◆ **Exercise**
Pick out every line in the rows below that contains the word "reflection", and copy each one. Case counts.

START Records shown

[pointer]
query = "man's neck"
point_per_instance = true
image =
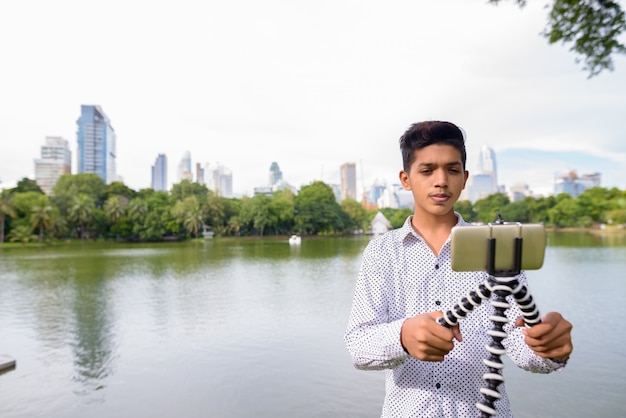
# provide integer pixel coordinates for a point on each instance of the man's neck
(435, 230)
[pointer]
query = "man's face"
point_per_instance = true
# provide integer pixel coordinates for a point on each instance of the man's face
(436, 179)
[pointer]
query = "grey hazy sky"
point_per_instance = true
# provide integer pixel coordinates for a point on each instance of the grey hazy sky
(310, 85)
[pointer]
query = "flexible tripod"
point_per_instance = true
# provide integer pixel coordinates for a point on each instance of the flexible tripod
(501, 283)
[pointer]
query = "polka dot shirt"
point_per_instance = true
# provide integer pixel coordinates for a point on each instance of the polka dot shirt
(401, 277)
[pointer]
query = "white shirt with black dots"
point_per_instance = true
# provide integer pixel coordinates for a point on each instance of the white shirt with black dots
(400, 277)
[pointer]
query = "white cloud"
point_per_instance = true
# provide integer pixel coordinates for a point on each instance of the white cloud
(309, 85)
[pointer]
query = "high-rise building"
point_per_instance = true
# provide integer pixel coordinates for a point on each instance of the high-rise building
(159, 173)
(487, 165)
(275, 175)
(184, 167)
(56, 160)
(571, 184)
(220, 181)
(199, 174)
(96, 144)
(485, 181)
(348, 181)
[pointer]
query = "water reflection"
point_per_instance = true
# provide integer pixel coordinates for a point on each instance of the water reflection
(586, 239)
(193, 329)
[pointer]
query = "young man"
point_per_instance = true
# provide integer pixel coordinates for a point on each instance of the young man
(406, 282)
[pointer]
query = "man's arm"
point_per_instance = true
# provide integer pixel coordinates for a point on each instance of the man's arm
(551, 339)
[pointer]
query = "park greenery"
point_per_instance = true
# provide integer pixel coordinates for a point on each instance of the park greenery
(592, 27)
(82, 207)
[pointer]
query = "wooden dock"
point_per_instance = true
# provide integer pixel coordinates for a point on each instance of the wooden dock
(6, 362)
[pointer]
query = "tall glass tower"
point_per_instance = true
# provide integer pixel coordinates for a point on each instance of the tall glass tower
(348, 181)
(487, 165)
(275, 174)
(159, 173)
(96, 143)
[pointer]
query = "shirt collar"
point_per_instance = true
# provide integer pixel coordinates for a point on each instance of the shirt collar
(407, 229)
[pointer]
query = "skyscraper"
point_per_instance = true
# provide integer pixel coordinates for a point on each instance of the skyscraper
(56, 160)
(96, 143)
(275, 175)
(348, 181)
(221, 181)
(485, 181)
(487, 165)
(184, 167)
(159, 173)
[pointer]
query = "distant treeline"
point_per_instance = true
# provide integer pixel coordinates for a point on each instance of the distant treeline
(82, 206)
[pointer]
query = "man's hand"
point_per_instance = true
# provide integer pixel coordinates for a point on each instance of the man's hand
(425, 339)
(551, 338)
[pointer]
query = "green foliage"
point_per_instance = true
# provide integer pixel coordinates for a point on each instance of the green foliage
(82, 212)
(68, 186)
(357, 213)
(486, 208)
(466, 210)
(318, 213)
(149, 215)
(26, 185)
(593, 27)
(6, 209)
(23, 234)
(188, 188)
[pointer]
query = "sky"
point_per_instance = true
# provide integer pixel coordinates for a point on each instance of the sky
(309, 85)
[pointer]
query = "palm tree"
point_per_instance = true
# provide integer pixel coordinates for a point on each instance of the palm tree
(137, 210)
(6, 209)
(115, 209)
(193, 220)
(41, 219)
(22, 233)
(82, 211)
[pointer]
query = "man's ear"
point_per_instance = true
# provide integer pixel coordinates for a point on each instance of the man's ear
(404, 180)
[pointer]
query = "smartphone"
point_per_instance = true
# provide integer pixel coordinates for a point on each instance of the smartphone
(470, 246)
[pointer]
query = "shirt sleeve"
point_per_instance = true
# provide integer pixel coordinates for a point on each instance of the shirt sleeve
(517, 349)
(372, 338)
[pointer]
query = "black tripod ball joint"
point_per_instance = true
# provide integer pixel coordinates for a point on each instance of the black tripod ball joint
(500, 284)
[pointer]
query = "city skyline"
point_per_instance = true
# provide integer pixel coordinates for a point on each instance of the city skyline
(311, 86)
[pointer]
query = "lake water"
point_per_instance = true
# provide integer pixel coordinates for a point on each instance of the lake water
(254, 328)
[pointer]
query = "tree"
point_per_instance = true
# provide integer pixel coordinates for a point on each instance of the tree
(6, 209)
(356, 212)
(255, 212)
(114, 212)
(117, 188)
(282, 208)
(82, 211)
(486, 208)
(41, 218)
(68, 186)
(563, 213)
(22, 233)
(466, 210)
(115, 208)
(188, 188)
(215, 209)
(593, 26)
(317, 211)
(188, 213)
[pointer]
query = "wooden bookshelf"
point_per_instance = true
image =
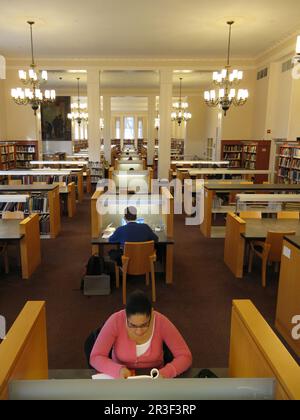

END Records shown

◆ **Written response**
query = "water reflection"
# provide integer pixel coordinates for a point on each instance of the water reflection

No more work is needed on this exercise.